ASSIGNMENT: If a line includes the word "rocky", it belongs in the count; state the total for the data below and add nothing.

Natural language region descriptions:
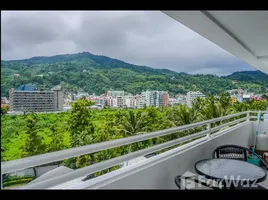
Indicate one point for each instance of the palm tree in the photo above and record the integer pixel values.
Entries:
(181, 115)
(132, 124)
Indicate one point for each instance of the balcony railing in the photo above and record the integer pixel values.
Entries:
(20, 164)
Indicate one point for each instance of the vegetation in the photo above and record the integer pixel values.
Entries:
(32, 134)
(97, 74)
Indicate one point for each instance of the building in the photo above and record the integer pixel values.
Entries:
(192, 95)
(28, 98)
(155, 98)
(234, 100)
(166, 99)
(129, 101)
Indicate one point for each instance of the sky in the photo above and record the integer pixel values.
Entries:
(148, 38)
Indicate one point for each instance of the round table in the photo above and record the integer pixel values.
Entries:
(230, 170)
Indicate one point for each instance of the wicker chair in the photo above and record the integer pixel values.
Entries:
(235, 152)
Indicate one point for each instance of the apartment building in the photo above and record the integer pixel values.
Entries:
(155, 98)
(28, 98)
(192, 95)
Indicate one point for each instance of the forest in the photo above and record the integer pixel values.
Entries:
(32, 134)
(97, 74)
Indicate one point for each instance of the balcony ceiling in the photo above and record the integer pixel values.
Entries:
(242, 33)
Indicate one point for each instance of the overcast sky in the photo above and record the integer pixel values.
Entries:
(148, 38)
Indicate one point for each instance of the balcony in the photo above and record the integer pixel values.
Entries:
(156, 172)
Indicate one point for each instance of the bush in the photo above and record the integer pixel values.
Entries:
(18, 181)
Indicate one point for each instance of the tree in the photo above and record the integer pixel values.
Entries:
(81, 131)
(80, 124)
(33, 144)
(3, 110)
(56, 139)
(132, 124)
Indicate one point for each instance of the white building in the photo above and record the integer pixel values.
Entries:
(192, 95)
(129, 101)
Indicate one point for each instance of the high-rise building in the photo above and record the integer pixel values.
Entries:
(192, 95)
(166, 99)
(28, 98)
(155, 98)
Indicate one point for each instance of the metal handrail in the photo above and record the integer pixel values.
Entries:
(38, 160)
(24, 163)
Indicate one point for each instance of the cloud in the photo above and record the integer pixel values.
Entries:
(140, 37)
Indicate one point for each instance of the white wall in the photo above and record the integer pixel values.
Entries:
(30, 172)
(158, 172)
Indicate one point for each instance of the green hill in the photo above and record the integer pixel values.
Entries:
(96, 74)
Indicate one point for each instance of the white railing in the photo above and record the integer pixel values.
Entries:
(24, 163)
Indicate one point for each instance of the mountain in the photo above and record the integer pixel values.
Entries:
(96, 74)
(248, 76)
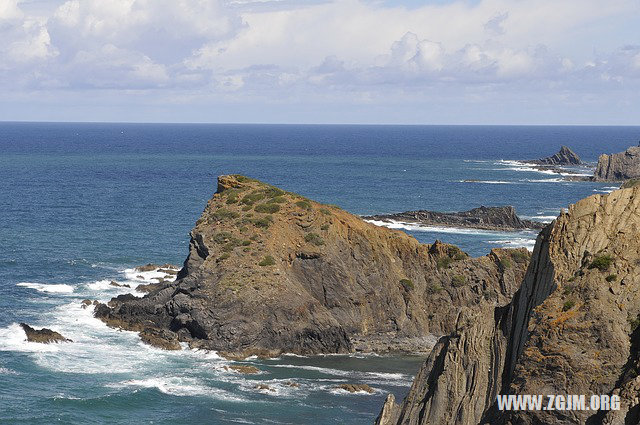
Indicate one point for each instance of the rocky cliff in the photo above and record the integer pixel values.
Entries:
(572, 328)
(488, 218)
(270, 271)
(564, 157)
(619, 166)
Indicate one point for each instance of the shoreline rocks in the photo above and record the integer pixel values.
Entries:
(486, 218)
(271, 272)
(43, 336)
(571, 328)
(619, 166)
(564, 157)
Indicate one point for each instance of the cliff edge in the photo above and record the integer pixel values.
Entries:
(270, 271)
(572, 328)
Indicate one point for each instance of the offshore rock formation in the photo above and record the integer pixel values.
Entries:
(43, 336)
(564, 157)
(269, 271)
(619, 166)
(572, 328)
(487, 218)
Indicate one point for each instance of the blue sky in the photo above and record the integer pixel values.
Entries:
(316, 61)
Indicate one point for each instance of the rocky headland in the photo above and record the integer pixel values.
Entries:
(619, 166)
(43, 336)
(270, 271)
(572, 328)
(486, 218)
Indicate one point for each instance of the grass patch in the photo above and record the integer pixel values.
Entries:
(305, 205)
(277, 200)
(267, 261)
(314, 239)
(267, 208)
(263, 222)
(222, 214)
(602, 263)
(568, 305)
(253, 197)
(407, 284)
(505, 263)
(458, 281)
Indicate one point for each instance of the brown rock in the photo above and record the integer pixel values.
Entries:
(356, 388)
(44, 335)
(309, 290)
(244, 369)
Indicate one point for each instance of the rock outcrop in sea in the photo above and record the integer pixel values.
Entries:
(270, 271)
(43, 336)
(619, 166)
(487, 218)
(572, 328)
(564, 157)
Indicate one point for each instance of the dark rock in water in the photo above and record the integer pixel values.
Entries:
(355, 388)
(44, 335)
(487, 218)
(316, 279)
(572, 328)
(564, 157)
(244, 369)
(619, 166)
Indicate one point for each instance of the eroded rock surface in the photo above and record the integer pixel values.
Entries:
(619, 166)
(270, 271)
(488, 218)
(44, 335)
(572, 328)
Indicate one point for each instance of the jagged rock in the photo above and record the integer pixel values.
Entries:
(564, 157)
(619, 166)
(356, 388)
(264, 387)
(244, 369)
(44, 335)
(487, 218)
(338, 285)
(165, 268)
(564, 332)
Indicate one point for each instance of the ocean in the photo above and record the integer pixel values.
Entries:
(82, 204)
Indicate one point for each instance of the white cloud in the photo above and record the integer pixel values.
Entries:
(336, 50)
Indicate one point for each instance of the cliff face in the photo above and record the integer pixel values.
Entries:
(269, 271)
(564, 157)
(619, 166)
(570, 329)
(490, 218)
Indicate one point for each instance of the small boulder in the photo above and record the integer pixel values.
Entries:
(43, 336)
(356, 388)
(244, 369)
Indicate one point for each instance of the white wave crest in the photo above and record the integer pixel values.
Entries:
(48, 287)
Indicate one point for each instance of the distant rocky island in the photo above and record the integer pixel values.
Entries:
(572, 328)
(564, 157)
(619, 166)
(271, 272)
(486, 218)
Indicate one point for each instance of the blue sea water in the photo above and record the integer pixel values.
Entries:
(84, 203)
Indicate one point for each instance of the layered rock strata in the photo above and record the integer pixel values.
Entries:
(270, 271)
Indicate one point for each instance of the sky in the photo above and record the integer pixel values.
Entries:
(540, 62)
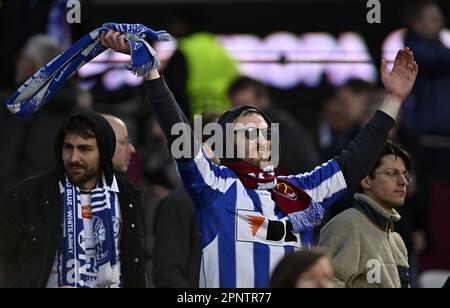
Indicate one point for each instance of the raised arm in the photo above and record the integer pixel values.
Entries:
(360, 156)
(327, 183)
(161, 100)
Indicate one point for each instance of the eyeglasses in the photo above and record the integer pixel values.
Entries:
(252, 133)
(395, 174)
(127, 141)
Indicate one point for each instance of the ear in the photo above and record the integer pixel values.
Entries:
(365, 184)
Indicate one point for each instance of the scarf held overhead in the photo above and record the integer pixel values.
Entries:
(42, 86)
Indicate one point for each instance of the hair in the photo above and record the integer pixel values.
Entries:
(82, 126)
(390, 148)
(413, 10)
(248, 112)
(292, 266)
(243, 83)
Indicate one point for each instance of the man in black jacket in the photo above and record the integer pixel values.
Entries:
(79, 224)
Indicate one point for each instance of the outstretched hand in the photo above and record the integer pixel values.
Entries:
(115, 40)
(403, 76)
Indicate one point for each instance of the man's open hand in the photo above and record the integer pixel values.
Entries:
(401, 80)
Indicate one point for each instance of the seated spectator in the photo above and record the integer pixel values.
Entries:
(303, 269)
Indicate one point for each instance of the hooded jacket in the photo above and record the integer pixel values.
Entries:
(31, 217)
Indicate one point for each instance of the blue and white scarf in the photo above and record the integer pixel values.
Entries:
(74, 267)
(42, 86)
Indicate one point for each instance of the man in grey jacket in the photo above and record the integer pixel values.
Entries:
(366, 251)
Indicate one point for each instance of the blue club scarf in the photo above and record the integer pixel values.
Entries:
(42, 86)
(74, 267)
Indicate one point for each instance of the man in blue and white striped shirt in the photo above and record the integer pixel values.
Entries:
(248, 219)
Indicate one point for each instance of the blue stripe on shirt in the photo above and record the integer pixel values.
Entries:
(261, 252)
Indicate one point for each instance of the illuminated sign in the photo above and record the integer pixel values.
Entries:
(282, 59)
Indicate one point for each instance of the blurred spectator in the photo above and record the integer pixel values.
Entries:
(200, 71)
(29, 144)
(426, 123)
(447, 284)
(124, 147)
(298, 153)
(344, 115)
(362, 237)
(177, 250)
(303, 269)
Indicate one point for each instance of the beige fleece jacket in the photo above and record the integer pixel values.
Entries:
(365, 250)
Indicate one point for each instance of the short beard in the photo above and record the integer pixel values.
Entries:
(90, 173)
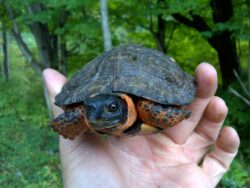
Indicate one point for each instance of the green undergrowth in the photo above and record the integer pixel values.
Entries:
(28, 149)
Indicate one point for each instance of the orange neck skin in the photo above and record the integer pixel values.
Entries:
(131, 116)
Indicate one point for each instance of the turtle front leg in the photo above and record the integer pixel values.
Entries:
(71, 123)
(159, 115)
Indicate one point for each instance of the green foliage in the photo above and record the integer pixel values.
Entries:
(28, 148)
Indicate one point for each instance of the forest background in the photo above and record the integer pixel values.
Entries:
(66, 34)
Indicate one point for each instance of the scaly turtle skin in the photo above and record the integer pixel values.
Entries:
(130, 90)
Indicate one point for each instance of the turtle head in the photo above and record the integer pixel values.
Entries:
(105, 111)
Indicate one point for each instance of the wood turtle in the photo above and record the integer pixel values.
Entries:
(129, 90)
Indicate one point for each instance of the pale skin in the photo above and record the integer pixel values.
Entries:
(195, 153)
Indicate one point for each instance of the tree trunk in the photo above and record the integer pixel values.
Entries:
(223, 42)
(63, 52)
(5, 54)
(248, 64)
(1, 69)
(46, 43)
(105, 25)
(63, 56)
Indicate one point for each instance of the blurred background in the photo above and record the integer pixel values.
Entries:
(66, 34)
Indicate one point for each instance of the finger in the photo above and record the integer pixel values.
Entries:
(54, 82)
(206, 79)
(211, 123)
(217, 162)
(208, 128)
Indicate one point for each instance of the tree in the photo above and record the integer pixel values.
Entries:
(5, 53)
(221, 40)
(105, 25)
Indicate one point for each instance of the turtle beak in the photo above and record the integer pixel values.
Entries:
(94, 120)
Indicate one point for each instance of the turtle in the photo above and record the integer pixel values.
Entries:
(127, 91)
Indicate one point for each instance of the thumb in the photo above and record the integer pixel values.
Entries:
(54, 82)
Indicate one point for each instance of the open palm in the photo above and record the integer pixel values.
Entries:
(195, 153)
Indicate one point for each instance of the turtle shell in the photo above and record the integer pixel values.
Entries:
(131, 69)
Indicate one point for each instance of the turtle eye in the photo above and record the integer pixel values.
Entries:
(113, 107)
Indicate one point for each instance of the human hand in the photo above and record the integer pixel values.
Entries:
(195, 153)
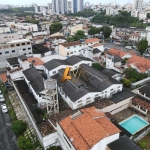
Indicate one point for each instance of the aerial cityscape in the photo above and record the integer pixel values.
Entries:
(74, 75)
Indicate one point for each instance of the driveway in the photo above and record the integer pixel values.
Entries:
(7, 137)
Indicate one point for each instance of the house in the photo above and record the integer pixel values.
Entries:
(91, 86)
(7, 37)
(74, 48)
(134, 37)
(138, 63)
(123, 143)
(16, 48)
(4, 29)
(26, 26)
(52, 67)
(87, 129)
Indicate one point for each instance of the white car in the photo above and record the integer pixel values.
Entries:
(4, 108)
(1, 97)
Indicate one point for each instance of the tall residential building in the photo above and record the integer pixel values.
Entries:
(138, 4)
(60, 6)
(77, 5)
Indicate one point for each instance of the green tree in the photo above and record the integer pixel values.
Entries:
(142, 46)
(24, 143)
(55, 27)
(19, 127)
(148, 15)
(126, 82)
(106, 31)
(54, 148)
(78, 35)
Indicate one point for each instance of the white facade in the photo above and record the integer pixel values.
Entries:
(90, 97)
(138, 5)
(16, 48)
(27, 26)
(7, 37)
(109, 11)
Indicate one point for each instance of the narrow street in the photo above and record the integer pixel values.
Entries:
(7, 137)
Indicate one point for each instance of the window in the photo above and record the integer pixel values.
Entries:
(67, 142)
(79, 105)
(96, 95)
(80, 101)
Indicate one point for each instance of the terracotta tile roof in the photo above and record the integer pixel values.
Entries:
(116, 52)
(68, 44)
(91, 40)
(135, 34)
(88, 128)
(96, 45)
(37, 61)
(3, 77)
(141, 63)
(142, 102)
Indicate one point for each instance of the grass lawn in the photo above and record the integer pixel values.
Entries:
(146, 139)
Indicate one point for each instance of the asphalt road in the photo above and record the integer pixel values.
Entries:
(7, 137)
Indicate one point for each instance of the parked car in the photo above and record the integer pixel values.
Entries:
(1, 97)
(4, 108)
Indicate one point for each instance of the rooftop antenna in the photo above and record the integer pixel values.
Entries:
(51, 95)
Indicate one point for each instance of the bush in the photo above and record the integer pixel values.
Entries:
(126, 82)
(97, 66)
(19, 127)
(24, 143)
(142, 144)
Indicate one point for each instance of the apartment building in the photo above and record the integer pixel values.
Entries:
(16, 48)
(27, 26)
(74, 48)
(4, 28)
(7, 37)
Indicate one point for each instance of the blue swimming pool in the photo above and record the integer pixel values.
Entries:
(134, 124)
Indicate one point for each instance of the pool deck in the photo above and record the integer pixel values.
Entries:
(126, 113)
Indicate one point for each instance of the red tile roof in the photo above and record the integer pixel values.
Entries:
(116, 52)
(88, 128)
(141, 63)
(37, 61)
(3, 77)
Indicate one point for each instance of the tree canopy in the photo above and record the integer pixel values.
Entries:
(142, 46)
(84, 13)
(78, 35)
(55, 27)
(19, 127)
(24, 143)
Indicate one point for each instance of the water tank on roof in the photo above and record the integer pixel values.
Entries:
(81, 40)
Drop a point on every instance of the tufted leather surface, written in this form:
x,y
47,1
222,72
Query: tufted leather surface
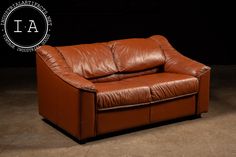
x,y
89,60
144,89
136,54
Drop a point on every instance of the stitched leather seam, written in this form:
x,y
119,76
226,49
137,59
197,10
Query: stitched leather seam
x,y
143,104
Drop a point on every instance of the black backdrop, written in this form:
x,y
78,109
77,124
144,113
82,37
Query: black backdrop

SOLUTION TO THIS PROBLEM: 3